** What is expected **
Go through the material and copy each line that includes "oven".
BEGIN
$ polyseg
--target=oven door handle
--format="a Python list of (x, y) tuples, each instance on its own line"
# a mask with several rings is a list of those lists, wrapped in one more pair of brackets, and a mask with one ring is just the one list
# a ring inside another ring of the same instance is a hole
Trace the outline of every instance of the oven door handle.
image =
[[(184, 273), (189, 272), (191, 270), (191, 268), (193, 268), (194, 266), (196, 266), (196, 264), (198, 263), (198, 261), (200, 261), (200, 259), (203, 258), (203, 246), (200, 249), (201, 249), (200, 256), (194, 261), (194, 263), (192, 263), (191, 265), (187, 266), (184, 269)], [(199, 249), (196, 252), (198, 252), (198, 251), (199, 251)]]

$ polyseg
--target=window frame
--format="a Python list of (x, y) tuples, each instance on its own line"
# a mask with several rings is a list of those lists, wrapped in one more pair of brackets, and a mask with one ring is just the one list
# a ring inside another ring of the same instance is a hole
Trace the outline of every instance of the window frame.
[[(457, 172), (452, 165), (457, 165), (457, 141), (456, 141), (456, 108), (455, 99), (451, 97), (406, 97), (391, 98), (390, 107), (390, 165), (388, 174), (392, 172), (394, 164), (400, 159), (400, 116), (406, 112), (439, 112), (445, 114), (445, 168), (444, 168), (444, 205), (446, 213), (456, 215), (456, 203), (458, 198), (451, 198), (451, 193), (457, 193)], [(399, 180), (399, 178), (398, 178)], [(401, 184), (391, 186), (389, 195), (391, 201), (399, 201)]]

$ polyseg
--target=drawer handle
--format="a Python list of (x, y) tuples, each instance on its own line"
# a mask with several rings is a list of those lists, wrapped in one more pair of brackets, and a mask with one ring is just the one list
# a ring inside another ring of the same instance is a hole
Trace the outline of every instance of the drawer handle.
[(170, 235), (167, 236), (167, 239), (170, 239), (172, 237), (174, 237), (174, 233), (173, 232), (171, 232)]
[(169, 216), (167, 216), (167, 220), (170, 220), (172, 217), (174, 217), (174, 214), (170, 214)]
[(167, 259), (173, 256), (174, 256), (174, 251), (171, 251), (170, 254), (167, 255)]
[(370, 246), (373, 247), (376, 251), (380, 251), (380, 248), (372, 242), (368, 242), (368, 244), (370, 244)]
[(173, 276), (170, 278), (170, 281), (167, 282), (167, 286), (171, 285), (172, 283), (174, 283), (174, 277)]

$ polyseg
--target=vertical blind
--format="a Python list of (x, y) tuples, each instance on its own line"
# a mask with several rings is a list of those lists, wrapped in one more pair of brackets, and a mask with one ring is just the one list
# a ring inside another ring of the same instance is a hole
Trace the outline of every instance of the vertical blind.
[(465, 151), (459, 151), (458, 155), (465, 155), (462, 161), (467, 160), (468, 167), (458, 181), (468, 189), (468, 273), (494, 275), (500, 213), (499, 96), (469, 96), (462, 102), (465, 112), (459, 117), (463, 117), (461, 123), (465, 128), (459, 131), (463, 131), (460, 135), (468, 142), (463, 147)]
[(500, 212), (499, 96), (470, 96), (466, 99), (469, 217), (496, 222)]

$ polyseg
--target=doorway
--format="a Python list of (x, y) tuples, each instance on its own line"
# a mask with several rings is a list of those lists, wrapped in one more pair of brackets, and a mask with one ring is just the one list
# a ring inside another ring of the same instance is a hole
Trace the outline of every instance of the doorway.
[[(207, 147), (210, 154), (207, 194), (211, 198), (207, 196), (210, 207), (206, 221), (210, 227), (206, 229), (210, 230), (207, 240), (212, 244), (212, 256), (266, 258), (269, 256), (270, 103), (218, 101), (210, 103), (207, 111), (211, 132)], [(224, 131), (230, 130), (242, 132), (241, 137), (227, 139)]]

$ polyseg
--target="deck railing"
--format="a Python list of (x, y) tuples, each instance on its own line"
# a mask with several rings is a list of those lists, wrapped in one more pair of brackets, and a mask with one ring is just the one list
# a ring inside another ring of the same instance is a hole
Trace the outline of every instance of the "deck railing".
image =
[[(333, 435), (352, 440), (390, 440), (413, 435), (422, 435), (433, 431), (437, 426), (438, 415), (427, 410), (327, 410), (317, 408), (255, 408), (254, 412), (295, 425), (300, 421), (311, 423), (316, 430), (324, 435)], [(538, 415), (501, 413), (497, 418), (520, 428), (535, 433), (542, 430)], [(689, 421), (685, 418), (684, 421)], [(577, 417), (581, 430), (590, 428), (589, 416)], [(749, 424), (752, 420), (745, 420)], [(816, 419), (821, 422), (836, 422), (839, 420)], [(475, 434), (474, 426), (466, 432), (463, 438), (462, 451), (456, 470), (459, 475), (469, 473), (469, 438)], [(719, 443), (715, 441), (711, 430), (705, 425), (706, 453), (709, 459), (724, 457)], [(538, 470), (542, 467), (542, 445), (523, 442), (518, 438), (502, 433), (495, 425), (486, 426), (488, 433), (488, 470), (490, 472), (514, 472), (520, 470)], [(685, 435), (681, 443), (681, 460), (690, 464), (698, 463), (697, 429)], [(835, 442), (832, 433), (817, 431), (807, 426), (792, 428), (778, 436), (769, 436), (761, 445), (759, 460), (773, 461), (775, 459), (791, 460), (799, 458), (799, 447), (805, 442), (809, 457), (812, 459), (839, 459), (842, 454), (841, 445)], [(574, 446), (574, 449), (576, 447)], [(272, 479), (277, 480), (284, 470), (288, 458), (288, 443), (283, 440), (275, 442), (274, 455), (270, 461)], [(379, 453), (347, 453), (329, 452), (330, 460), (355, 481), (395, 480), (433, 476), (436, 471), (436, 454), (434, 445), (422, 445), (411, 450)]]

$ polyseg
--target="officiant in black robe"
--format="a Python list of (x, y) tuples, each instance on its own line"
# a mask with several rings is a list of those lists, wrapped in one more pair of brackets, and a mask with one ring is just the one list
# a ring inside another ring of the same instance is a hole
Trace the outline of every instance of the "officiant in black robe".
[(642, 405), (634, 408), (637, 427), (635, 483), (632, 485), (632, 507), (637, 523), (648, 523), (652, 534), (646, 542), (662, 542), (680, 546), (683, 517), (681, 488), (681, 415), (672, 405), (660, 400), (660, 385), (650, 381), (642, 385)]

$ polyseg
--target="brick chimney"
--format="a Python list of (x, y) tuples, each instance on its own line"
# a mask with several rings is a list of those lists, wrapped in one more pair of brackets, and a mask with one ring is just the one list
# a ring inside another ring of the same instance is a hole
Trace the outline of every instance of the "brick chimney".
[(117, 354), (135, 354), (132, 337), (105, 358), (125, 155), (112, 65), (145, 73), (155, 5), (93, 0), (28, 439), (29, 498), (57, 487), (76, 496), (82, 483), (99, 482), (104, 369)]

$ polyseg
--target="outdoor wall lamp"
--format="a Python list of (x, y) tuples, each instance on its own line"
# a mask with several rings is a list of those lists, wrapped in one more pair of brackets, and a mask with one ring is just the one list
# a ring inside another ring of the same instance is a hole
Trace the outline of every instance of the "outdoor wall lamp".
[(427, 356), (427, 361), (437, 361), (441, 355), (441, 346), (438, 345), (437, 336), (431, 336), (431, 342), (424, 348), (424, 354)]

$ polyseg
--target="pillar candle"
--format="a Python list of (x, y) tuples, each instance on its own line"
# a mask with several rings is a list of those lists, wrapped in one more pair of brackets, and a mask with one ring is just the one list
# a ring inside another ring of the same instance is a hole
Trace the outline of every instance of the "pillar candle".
END
** Output for this task **
--target=oven door handle
Trace the outline of every instance of the oven door handle.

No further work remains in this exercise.